• [TASK STATEMENT]: Reproduce verbatim the lines of the records starting at the line containing "Please locate the roofline" and ending at the line containing "column 208, row 139", including both of those lines.

· · · · · · ·

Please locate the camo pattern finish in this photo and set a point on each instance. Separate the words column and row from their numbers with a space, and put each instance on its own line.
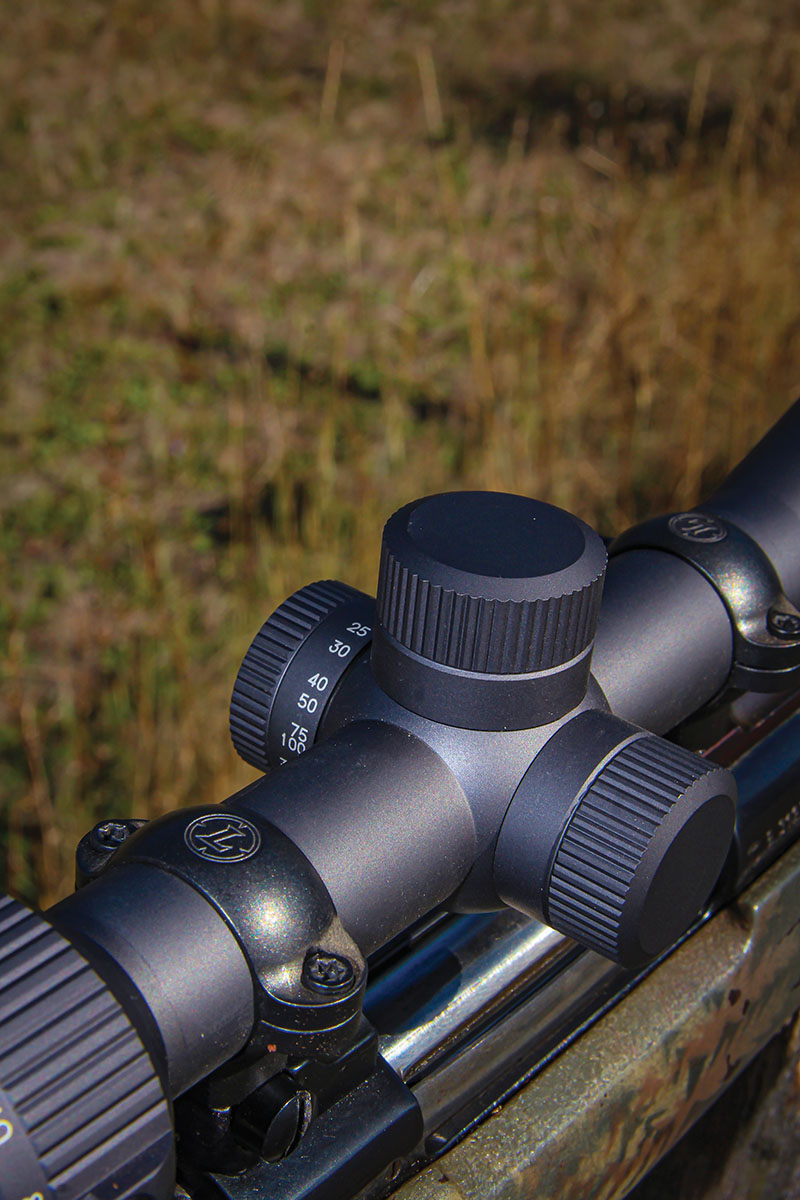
column 602, row 1114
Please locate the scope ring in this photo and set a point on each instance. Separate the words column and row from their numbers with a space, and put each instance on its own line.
column 765, row 623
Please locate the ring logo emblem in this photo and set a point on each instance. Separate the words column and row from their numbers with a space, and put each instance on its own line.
column 697, row 527
column 222, row 838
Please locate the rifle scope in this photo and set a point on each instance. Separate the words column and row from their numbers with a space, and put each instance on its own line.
column 483, row 733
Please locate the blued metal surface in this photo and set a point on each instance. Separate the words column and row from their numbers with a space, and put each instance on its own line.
column 463, row 975
column 594, row 1121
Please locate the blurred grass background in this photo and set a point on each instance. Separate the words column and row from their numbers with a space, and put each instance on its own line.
column 270, row 270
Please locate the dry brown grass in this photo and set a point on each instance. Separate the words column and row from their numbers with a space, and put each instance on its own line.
column 269, row 270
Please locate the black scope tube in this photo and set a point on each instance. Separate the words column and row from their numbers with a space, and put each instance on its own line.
column 762, row 496
column 663, row 648
column 665, row 642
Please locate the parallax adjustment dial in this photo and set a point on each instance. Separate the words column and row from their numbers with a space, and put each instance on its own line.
column 292, row 669
column 487, row 606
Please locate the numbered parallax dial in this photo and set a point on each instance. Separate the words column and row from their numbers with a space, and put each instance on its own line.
column 292, row 669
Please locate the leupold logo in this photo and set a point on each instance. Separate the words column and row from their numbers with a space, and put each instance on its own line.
column 222, row 838
column 697, row 527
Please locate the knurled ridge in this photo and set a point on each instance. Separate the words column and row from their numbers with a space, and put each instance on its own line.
column 479, row 634
column 72, row 1063
column 608, row 834
column 269, row 654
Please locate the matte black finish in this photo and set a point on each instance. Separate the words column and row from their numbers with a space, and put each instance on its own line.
column 615, row 837
column 765, row 624
column 236, row 927
column 382, row 817
column 653, row 669
column 343, row 1150
column 473, row 701
column 262, row 886
column 479, row 593
column 181, row 957
column 82, row 1105
column 292, row 667
column 762, row 496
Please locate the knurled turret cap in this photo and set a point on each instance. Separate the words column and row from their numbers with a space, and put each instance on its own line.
column 84, row 1111
column 642, row 850
column 489, row 582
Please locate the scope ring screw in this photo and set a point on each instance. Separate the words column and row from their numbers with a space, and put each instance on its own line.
column 110, row 834
column 328, row 972
column 783, row 624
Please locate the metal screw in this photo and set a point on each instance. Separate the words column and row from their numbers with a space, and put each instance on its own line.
column 110, row 834
column 326, row 972
column 783, row 624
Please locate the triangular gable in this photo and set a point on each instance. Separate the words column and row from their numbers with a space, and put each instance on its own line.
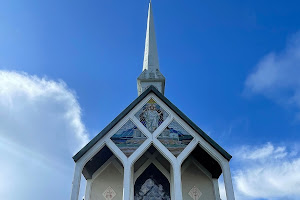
column 171, row 106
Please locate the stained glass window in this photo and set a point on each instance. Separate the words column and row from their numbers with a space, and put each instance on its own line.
column 128, row 138
column 151, row 115
column 175, row 138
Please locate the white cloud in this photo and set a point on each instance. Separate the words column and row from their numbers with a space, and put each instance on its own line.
column 40, row 130
column 267, row 172
column 277, row 75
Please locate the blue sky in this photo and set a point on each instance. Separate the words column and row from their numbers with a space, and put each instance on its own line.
column 231, row 66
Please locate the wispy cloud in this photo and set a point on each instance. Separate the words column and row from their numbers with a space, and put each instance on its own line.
column 267, row 172
column 40, row 130
column 276, row 75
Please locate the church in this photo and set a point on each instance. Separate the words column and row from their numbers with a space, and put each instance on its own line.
column 151, row 150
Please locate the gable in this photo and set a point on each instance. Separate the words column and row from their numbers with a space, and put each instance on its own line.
column 170, row 106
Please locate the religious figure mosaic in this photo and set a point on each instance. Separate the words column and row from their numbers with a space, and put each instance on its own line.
column 151, row 115
column 109, row 193
column 195, row 193
column 151, row 191
column 128, row 138
column 175, row 138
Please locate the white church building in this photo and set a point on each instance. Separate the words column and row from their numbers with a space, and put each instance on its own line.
column 151, row 150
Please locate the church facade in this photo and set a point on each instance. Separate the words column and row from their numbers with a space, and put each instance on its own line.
column 152, row 151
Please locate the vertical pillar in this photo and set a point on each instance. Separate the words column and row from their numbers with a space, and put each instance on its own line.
column 176, row 179
column 76, row 182
column 228, row 181
column 127, row 182
column 216, row 188
column 88, row 189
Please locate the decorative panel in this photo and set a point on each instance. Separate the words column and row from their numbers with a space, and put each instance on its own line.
column 128, row 138
column 109, row 193
column 152, row 185
column 151, row 115
column 195, row 193
column 175, row 138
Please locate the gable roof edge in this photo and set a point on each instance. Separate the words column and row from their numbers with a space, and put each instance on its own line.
column 100, row 135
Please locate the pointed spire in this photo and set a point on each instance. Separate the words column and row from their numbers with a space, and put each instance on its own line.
column 150, row 55
column 150, row 74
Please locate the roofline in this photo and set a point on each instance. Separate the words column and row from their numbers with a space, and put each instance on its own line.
column 208, row 139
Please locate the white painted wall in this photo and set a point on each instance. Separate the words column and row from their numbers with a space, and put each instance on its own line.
column 109, row 177
column 193, row 176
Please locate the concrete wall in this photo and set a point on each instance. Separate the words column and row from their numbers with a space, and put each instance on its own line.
column 193, row 176
column 109, row 177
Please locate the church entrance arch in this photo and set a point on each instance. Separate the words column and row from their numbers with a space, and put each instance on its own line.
column 152, row 185
column 152, row 177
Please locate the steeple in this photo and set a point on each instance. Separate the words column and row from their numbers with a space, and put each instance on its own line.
column 151, row 74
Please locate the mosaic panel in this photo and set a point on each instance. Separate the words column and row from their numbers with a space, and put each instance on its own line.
column 175, row 138
column 151, row 115
column 128, row 138
column 195, row 193
column 109, row 193
column 152, row 185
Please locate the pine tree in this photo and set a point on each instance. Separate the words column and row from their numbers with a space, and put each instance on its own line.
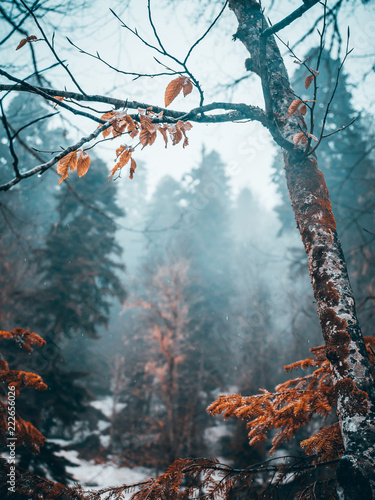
column 75, row 283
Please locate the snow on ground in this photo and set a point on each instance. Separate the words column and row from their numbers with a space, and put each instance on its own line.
column 105, row 405
column 97, row 476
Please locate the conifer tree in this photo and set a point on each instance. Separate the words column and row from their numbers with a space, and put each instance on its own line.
column 76, row 281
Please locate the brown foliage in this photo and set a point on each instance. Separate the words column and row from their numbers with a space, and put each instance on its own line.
column 293, row 405
column 79, row 160
column 174, row 88
column 24, row 41
column 25, row 432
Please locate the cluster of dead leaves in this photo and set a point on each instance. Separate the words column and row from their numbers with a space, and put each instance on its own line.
column 146, row 126
column 24, row 41
column 174, row 88
column 78, row 159
column 300, row 105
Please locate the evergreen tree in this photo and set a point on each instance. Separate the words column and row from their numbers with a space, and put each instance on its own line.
column 76, row 280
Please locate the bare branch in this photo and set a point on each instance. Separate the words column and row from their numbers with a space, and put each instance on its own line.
column 39, row 169
column 51, row 47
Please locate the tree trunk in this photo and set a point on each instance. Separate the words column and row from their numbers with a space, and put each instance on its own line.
column 309, row 197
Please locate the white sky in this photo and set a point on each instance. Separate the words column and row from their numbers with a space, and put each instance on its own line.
column 245, row 148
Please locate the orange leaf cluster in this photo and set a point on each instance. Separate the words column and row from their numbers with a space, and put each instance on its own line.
column 24, row 338
column 25, row 40
column 308, row 81
column 121, row 123
column 79, row 160
column 174, row 88
column 147, row 129
column 124, row 154
column 26, row 433
column 326, row 444
column 292, row 405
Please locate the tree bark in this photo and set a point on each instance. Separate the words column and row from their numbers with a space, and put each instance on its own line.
column 309, row 197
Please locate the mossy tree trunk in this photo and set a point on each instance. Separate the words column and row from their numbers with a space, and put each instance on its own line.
column 309, row 197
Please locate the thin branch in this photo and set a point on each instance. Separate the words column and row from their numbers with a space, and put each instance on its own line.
column 38, row 90
column 244, row 111
column 39, row 169
column 307, row 4
column 51, row 47
column 15, row 134
column 206, row 32
column 10, row 138
column 127, row 73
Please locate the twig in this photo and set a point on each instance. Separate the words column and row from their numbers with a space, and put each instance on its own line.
column 52, row 48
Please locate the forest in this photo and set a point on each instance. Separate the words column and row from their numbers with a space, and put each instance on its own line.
column 187, row 250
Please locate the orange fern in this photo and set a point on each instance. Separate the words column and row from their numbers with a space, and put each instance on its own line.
column 293, row 405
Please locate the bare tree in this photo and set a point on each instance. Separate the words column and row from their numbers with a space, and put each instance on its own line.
column 283, row 115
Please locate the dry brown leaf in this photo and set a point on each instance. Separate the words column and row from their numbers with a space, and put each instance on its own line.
column 294, row 106
column 299, row 138
column 67, row 162
column 187, row 87
column 163, row 132
column 133, row 166
column 308, row 81
column 123, row 154
column 83, row 163
column 25, row 40
column 175, row 87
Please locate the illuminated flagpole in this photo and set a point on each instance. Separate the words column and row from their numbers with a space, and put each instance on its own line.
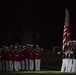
column 66, row 33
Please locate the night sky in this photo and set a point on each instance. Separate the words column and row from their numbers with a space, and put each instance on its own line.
column 46, row 17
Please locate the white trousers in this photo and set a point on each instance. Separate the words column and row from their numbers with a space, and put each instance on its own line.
column 23, row 64
column 16, row 65
column 7, row 66
column 31, row 64
column 3, row 65
column 26, row 62
column 11, row 65
column 64, row 67
column 0, row 65
column 37, row 64
column 19, row 65
column 70, row 65
column 74, row 65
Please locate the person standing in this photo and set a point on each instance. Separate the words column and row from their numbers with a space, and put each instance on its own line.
column 74, row 58
column 31, row 58
column 37, row 57
column 22, row 58
column 27, row 56
column 16, row 58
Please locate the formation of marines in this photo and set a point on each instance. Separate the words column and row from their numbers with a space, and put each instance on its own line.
column 69, row 58
column 20, row 57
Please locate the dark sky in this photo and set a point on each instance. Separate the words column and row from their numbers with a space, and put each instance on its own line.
column 45, row 17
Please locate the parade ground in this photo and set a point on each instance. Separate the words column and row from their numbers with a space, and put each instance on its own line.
column 36, row 73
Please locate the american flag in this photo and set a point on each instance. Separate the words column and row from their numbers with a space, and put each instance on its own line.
column 66, row 33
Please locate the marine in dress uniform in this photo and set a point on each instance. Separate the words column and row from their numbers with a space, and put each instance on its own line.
column 22, row 57
column 16, row 58
column 27, row 56
column 37, row 57
column 74, row 58
column 0, row 59
column 31, row 58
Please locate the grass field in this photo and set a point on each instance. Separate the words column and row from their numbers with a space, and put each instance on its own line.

· · · · · · ·

• [COMPLETED EXERCISE]:
Please locate the roofline in this photo and set a point on each instance. Separate the words column and row from their numbers with a space, and put each instance on its own line.
column 208, row 139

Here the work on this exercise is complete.